__Given exercise A__
List every distinct username that appears as a post header in the smoker forum thread below.

__Passage provided__

§

# Just joined the smoking folks!



## Josh R (Dec 4, 2010)

A buddy didn't want this anymore so I took it off his hands, I don't know a lot about this smoker or any other type of smoker for that matter.
It should be interesting learning how to make some good eats in it tho.
Its a digital Bradley BTD76P, my buddy didn't have the manual but I found them online


----------



## hawgeye (Mar 3, 2011)

Billy Bones rub is the best on ribs!


----------



## Josh R (Dec 4, 2010)

I think I'm gonna attempt a whole chicken first. Lots of jerky this fall I'm hoping!


----------



## Jimbos (Nov 21, 2000)

Josh R said:


> A buddy didn't want this anymore so I took it off his hands, I don't know a lot about this smoker or any other type of smoker for that matter.
> It should be interesting learning how to make some good eats in it tho.
> Its a digital Bradley BTD76P, my buddy didn't have the manual but I found them online


That is a beauty.


----------



## Lumberman (Sep 27, 2010)

Josh R said:


> A buddy didn't want this anymore so I took it off his hands, I don't know a lot about this smoker or any other type of smoker for that matter.
> It should be interesting learning how to make some good eats in it tho.
> Its a digital Bradley BTD76P, my buddy didn't have the manual but I found them online


That's a nice one. You have good friends. Haha


----------



## flyting (Jan 22, 2010)

§

__Task input__
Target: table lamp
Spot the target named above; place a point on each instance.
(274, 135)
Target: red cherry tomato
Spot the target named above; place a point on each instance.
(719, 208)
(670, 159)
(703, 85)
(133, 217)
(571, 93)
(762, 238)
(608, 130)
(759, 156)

§

__Given exercise B__
Extract all lines of the listing that follows the smoker forum thread above, and reproduce each one unchanged.

__Task answer A__
Josh R, hawgeye, Jimbos, Lumberman, flyting

__Task answer B__
Target: table lamp
Spot the target named above; place a point on each instance.
(274, 135)
Target: red cherry tomato
Spot the target named above; place a point on each instance.
(719, 208)
(670, 159)
(703, 85)
(133, 217)
(571, 93)
(762, 238)
(608, 130)
(759, 156)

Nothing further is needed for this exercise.